女性活躍が生み出す新しい価値~International Women's Day 2022~

NTTデータが推進するD&I(ダイバーシティ&インクルージョン)。女性活躍はその柱のひとつだ。女性が活躍し組織に多様性が生まれることで、企業はより元気に、そして強くなる。女性活躍を始めとした多様性によって、どのような新しい価値が生み出されているのか。今回は、NTTデータの女性執行役員と、新サービスのプロダクトオーナーである女性社員に話を聞くとともに、活躍を後押しするNTTデータの取り組みに迫る。
目次

新しいアイデアとビジネスは多様な人財から生まれる

『International Women's Day』。毎年3月8日、国連が女性の十全かつ平等な社会参加の環境を整備するよう、加盟国に対し呼びかける日だ。SDGsの目標にも「ジェンダーの平等を達成し、すべての女性と女児のエンパワーメントを図る」が採択されており、昨今は特にその重要性が高まっている。

国だけでなく、企業にとっても、女性活躍は喫緊の課題だ。グローバルに展開し、よりサステナブルな社会への貢献をうたうNTTデータも、重要な経営戦略のひとつに位置づける。国籍・年齢・障がいの有無・雇用形態・文化や慣習・ライフスタイル・価値観・性的指向・性自認などを問わず、多様な人財がその能力を最大限に発揮し、活躍し続ける環境づくりを重要項目に設定。「ジェンダーの平等」にも積極的に取り組んでいる。

NTTデータの執行役員で、成長のための全社投資とガバナンスを中心に、NTTデータのグローバル戦略の立案・推進に携わる豊田麻子は、コーポレート統括本部グローバル戦略室長として日々D&Iを実感しながら働いている一人だ。
「現在は、グローバル戦略室で、1)グローバルビジネス成長の加速化、2)グローバルガバナンスの強化、という攻めと守りの両輪を回しながら、国内外のグループ会社とともにグローバルレベルでの連携シナジーを効かせ、会社のグローバルビジネス成長を図るための各種施策や取り組みを進めています」

豊田はNTTデータに入社して以来、NTTデータのグローバルにかかわる業務に従事してきた。グローバル戦略室に異動する前の上司は米国人で、国籍や性別の違いというだけではなく、仕事の進め方や慣習など、常日頃から多様性に触れていたという。
またNTTデータに入社する前は、総務省でICT政策や放送政策に関わる仕事に従事。総務省在職中は、総務省だけではなく、在外大使館、研究機関、自治体など、いろいろな組織での勤務を経験するなど、自身の経歴も“多様”である。

データのエントリ -
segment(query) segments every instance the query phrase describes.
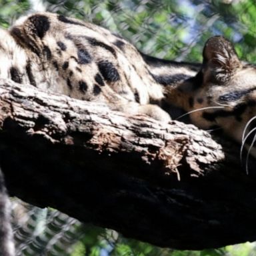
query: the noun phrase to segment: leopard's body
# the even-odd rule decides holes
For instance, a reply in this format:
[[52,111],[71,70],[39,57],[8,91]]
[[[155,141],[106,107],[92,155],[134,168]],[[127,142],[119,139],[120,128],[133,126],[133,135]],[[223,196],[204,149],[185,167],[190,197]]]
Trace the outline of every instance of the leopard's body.
[[207,42],[202,65],[147,56],[104,28],[49,13],[21,19],[0,37],[0,77],[19,83],[164,121],[167,103],[240,142],[255,113],[256,69],[221,37]]
[[[171,117],[161,107],[171,104],[198,127],[219,127],[240,143],[247,124],[244,138],[255,131],[256,69],[221,37],[206,43],[201,65],[147,56],[107,29],[48,13],[0,29],[0,38],[1,78],[162,121]],[[253,132],[247,139],[253,143]]]

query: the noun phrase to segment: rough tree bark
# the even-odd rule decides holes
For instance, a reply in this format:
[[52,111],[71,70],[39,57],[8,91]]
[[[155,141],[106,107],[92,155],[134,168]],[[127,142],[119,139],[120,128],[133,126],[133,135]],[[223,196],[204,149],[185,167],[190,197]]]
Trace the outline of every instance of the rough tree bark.
[[232,141],[3,79],[0,129],[11,195],[162,247],[256,239],[255,162]]

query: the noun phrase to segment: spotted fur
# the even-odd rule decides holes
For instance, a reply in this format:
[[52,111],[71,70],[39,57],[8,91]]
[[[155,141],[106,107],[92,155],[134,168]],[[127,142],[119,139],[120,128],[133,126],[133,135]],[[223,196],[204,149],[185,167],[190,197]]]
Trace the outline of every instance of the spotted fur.
[[107,29],[49,13],[23,18],[0,37],[0,76],[19,83],[164,121],[171,104],[240,142],[255,113],[255,67],[221,37],[206,43],[201,65],[146,55]]
[[146,55],[104,28],[49,13],[0,29],[0,38],[1,78],[163,121],[175,106],[201,128],[255,141],[256,69],[222,37],[206,43],[202,64]]

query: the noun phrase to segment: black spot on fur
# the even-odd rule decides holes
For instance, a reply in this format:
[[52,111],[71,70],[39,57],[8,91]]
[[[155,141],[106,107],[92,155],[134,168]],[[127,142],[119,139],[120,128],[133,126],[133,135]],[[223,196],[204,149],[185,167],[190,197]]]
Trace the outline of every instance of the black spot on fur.
[[117,40],[115,42],[114,42],[114,45],[121,50],[123,50],[123,45],[125,45],[125,43],[121,40]]
[[62,69],[66,70],[69,67],[69,61],[65,61],[62,65]]
[[54,67],[56,69],[56,70],[58,71],[59,71],[59,65],[58,63],[56,61],[53,61],[53,64]]
[[51,51],[50,49],[47,45],[44,45],[43,49],[43,52],[44,55],[46,56],[46,58],[48,61],[49,61],[51,59]]
[[80,81],[79,85],[79,91],[81,91],[82,93],[85,93],[87,91],[88,86],[85,81]]
[[94,85],[93,94],[97,96],[101,92],[101,89],[98,85]]
[[139,103],[139,101],[140,101],[139,95],[137,91],[134,93],[134,97],[135,98],[135,101]]
[[58,45],[59,47],[61,48],[61,51],[66,51],[67,50],[67,46],[64,43],[63,43],[60,41],[58,41],[57,42],[57,44]]
[[24,36],[22,31],[17,27],[14,27],[11,30],[11,34],[17,39],[17,43],[24,47],[25,45],[31,51],[35,53],[37,56],[40,57],[40,51],[38,46],[31,40],[29,40],[27,37]]
[[33,23],[32,31],[40,38],[43,38],[50,28],[49,19],[44,15],[35,15],[29,18]]
[[11,80],[14,81],[16,83],[22,83],[22,75],[19,71],[18,69],[14,67],[11,67],[10,68],[10,74]]
[[79,64],[87,64],[91,62],[91,57],[85,49],[77,49],[78,63]]
[[102,79],[101,75],[99,73],[95,75],[95,79],[99,85],[101,86],[105,85],[104,81]]
[[164,86],[171,85],[173,83],[177,83],[181,80],[185,81],[191,77],[190,76],[187,75],[184,75],[184,74],[175,74],[173,75],[155,75],[150,73],[150,75],[152,76],[152,77],[154,79],[154,80],[157,83],[160,83],[161,85]]
[[26,65],[26,72],[29,77],[30,84],[33,86],[37,86],[37,83],[35,83],[35,77],[31,70],[31,63],[29,61]]
[[189,97],[189,104],[190,107],[193,107],[194,106],[194,99],[192,97]]
[[68,19],[63,15],[59,15],[58,19],[59,19],[59,21],[63,22],[65,23],[78,25],[79,26],[83,26],[83,27],[85,26],[83,23],[78,22],[78,21],[73,21],[72,19]]
[[233,113],[235,115],[242,115],[247,108],[247,105],[245,103],[241,103],[237,105],[234,107]]
[[211,105],[211,100],[212,100],[212,99],[213,99],[212,96],[207,96],[207,97],[206,97],[206,99],[207,99],[207,104],[208,104],[208,105]]
[[116,82],[120,79],[119,74],[114,65],[107,61],[98,63],[99,70],[104,79],[108,82]]
[[72,84],[71,84],[71,81],[70,81],[69,78],[68,78],[67,79],[67,85],[69,89],[72,89]]
[[247,101],[247,105],[249,107],[254,107],[256,105],[256,101],[253,99],[251,99]]
[[110,53],[111,53],[114,57],[117,57],[117,53],[115,53],[115,51],[113,48],[112,48],[111,46],[106,45],[105,43],[101,42],[99,41],[97,41],[94,38],[91,38],[86,37],[86,39],[88,40],[89,43],[92,46],[99,46],[100,47],[104,48],[107,51],[109,51]]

タスク一覧 -
(1) エントリの中で「spotted」を含む行を数え、その数だけを答えてください。大文字と小文字は区別します。
(2) 女性活躍についての記事を、最後の文の後から書き継いでください。

最終回答 -
(1) 2

(2)
執行役員 コーポレート統括本部 グローバル戦略室 室長 豊田 麻子

執行役員 コーポレート統括本部 グローバル戦略室 室長
豊田 麻子

「グローバル戦略室のガバナンス関連の業務は、グローバルの業務だけではなく、国内の業務も多く、実は国内の公共、金融、法人の各分野や国内のグループ会社との調整ごとも多いです。これまではAPAC地域における営業、グローバルアカウント、グローバルマーケティング、グローバルインダストリーについて、海外グループ会社を含めたNTTデータグループ一体で取り組む『One team』の立ち上げ・運用等を担当しており、グローバルという観点でD&Iを意識してきました。グローバル戦略室に異動してきてからは、グローバルの観点に加え、日本の中でも、分野やグループ会社の違いにより文化が異なり、考え方が異なるということを学び、“海外だから、国内だから”、“男性だから、女性だから”ということだけではなく、多様性はいろいろなところに存在することを改めて認識しました」(豊田)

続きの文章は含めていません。